====== MATERIAL FOR THE TASK

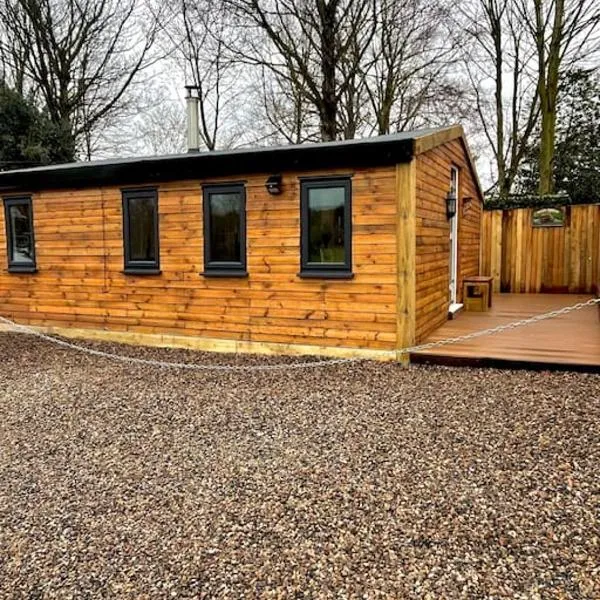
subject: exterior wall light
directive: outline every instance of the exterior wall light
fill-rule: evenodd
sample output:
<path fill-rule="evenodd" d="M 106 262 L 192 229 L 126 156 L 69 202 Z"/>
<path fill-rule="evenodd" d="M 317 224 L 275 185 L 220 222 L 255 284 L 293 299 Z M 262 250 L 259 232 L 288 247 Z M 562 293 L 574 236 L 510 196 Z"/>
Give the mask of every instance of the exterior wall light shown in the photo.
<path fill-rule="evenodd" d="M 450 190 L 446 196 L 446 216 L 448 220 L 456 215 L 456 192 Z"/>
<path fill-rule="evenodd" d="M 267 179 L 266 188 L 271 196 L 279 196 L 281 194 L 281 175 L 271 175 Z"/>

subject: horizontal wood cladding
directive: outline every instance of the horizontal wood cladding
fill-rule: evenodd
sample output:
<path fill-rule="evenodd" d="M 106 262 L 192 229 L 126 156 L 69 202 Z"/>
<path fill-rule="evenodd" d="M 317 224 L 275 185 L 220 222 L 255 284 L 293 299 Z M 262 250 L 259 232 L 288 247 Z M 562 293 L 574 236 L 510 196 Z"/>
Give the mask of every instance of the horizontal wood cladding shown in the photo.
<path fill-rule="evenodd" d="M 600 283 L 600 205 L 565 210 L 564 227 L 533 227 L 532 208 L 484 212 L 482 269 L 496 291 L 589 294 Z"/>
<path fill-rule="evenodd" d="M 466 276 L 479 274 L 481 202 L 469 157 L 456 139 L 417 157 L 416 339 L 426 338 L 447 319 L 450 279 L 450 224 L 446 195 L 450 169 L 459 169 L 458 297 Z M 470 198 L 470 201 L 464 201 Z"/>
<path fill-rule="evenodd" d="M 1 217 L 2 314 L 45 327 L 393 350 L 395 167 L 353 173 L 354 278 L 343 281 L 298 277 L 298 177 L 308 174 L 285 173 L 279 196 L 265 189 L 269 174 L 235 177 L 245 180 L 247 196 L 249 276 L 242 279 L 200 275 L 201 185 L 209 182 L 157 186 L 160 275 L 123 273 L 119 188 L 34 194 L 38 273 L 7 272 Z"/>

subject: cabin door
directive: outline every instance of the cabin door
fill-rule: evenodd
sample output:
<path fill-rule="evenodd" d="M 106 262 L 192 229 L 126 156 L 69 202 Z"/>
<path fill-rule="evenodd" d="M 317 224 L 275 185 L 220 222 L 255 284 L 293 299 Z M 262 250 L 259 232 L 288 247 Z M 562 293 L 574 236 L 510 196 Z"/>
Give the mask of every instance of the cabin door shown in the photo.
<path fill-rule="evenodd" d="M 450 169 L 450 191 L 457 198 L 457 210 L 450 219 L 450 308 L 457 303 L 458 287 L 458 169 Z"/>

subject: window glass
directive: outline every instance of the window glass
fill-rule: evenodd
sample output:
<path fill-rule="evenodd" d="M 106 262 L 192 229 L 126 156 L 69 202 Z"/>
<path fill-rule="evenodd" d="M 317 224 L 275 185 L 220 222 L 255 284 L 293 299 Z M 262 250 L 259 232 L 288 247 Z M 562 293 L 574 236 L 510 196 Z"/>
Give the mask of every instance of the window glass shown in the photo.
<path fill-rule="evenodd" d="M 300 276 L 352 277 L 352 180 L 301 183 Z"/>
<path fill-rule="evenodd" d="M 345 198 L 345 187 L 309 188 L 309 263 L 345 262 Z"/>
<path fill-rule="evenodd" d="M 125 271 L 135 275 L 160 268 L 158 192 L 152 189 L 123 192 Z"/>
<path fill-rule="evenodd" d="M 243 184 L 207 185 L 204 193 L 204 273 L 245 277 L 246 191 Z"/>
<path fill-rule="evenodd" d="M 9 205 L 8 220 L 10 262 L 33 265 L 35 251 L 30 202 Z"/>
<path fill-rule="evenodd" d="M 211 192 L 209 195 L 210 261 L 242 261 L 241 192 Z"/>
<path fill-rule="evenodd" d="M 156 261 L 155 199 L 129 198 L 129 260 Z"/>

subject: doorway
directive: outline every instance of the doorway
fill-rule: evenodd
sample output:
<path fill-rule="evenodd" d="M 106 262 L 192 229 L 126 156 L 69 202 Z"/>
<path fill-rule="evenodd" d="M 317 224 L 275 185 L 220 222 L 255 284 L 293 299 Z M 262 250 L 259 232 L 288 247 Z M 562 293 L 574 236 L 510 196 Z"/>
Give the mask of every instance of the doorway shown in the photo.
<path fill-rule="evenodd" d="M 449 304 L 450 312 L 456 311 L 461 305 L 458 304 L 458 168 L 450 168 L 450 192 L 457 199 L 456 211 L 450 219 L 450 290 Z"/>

============

# [TASK ITEM]
The answer must be an exact copy of the records, with no pictures in it.

# [PROBLEM SOLUTION]
subject: exterior wall light
directive: outline every instance of the exterior wall light
fill-rule: evenodd
sample output:
<path fill-rule="evenodd" d="M 106 262 L 192 229 L 126 156 L 69 202 Z"/>
<path fill-rule="evenodd" d="M 317 224 L 275 185 L 220 222 L 255 284 L 293 299 Z M 262 250 L 259 232 L 288 247 Z M 562 293 L 574 236 L 510 196 Z"/>
Give the mask of every instance of the exterior wall light shown in the photo.
<path fill-rule="evenodd" d="M 450 190 L 446 196 L 446 216 L 448 220 L 456 215 L 456 192 Z"/>
<path fill-rule="evenodd" d="M 267 179 L 266 188 L 271 196 L 279 196 L 281 194 L 281 175 L 271 175 Z"/>

subject: horizontal wood cladding
directive: outline every instance of the horizontal wood cladding
fill-rule: evenodd
sample output:
<path fill-rule="evenodd" d="M 106 262 L 192 229 L 126 156 L 69 202 Z"/>
<path fill-rule="evenodd" d="M 317 224 L 275 185 L 220 222 L 255 284 L 293 299 Z M 262 250 L 259 232 L 288 247 Z M 562 293 L 574 236 L 510 196 Z"/>
Give the mask of every instance of the horizontal wood cladding shown in the photo.
<path fill-rule="evenodd" d="M 600 283 L 600 205 L 565 210 L 564 227 L 533 227 L 532 208 L 484 212 L 482 269 L 496 291 L 589 294 Z"/>
<path fill-rule="evenodd" d="M 466 276 L 479 274 L 481 202 L 469 157 L 456 139 L 417 157 L 416 339 L 426 338 L 447 319 L 450 279 L 450 224 L 446 195 L 450 169 L 459 169 L 458 297 Z M 470 198 L 470 201 L 464 201 Z"/>
<path fill-rule="evenodd" d="M 1 217 L 2 314 L 45 327 L 393 350 L 395 167 L 353 173 L 354 278 L 343 281 L 298 277 L 298 177 L 308 174 L 285 173 L 279 196 L 265 189 L 269 174 L 235 177 L 245 180 L 247 196 L 249 276 L 242 279 L 200 275 L 201 185 L 209 182 L 157 186 L 160 275 L 123 273 L 119 188 L 34 194 L 38 273 L 7 272 Z"/>

subject: cabin door
directive: outline every instance of the cabin door
fill-rule: evenodd
sample output:
<path fill-rule="evenodd" d="M 106 262 L 192 229 L 126 156 L 69 202 Z"/>
<path fill-rule="evenodd" d="M 317 224 L 275 185 L 220 222 L 255 284 L 293 299 Z M 262 250 L 259 232 L 288 247 Z M 562 293 L 574 236 L 510 196 Z"/>
Give the mask of every instance of the cabin door shown in the photo.
<path fill-rule="evenodd" d="M 450 169 L 450 191 L 457 198 L 457 210 L 450 219 L 450 308 L 457 303 L 458 287 L 458 169 Z"/>

subject: window glass
directive: outline every instance of the window glass
fill-rule: evenodd
sample output:
<path fill-rule="evenodd" d="M 106 262 L 192 229 L 126 156 L 69 202 Z"/>
<path fill-rule="evenodd" d="M 317 224 L 275 185 L 220 222 L 255 284 L 293 299 Z M 262 250 L 259 232 L 288 247 Z M 562 293 L 574 236 L 510 196 Z"/>
Give the mask of every instance of the window glass shown in the photo.
<path fill-rule="evenodd" d="M 300 276 L 352 277 L 352 180 L 301 183 Z"/>
<path fill-rule="evenodd" d="M 345 198 L 345 187 L 309 188 L 309 263 L 345 262 Z"/>
<path fill-rule="evenodd" d="M 125 271 L 135 275 L 160 268 L 158 192 L 152 189 L 123 192 Z"/>
<path fill-rule="evenodd" d="M 243 184 L 207 185 L 204 193 L 204 273 L 245 277 L 246 191 Z"/>
<path fill-rule="evenodd" d="M 9 205 L 8 220 L 10 262 L 33 265 L 35 251 L 30 202 Z"/>
<path fill-rule="evenodd" d="M 211 192 L 209 195 L 210 261 L 242 261 L 241 192 Z"/>
<path fill-rule="evenodd" d="M 156 261 L 155 199 L 129 198 L 129 260 Z"/>

subject: doorway
directive: outline every instance of the doorway
fill-rule: evenodd
sample output:
<path fill-rule="evenodd" d="M 106 262 L 192 229 L 126 156 L 69 202 Z"/>
<path fill-rule="evenodd" d="M 317 224 L 275 185 L 220 222 L 255 284 L 293 299 Z M 262 250 L 259 232 L 288 247 Z M 562 293 L 574 236 L 510 196 Z"/>
Give the mask of every instance of the doorway shown in the photo.
<path fill-rule="evenodd" d="M 449 304 L 450 312 L 456 311 L 461 305 L 458 304 L 458 168 L 450 168 L 450 192 L 457 199 L 456 211 L 450 219 L 450 290 Z"/>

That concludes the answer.